Text block:
——————

Opinion
Argued December 18, 1948
Reversed January 20, 1948
Appeal from the Circuit Court, Clackamas County, EARL C. LATOURETTE, Judge.
Clifford S. Beckett, of Oregon City (with Butler Jack, of Oregon City, on brief), for appellant.
Ben Anderson, of Portland (Lord, Anderson Franklin, of Portland, on brief), for respondent.
Before ROSSMAN, Chief Justice, and LUSK, KELLY, BAILEY, HAY and WINSLOW, Justices.
Action by Dixie Ann Bean, a minor, by her guardian ad litem, Frank R. Bean, against Harold Hostettler, to recover for personal injuries sustained by plaintiff when struck by automobile driven by defendant. From order granting plaintiff's motion for a new trial after verdict for defendant the defendant appeals.
REVERSED.
The sole question on this appeal relates to the power of the Circuit Court to set aside the verdict of a jury and grant a new trial.

——————

Provided material:
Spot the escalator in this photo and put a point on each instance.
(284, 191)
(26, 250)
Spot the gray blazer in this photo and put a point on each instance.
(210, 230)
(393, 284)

——————

Work instructions:
a – According to the opinion, which county's circuit court did the appeal come from?
b – For each statement, say whether it agrees with the opinion. Quote the words from the opinion that decide it. (i) The plaintiff was injured when struck by an automobile driven by the defendant. (ii) The trial court denied the plaintiff's motion for a new trial. (iii) Ben Anderson appeared for the respondent.
c – Reproduce without changes the part of the opinion that opens with the words containing "Ben Anderson, of" and closes with "the defendant appeals.".

Results:
a – The Circuit Court for Clackamas County.

b –
(i) Yes: "to recover for personal injuries sustained by plaintiff when struck by automobile driven by defendant."
(ii) No: "From order granting plaintiff's motion for a new trial after verdict for defendant the defendant appeals."
(iii) Yes: "Ben Anderson, of Portland (Lord, Anderson Franklin, of Portland, on brief), for respondent."

c –
Ben Anderson, of Portland (Lord, Anderson Franklin, of Portland, on brief), for respondent.
Before ROSSMAN, Chief Justice, and LUSK, KELLY, BAILEY, HAY and WINSLOW, Justices.
Action by Dixie Ann Bean, a minor, by her guardian ad litem, Frank R. Bean, against Harold Hostettler, to recover for personal injuries sustained by plaintiff when struck by automobile driven by defendant. From order granting plaintiff's motion for a new trial after verdict for defendant the defendant appeals.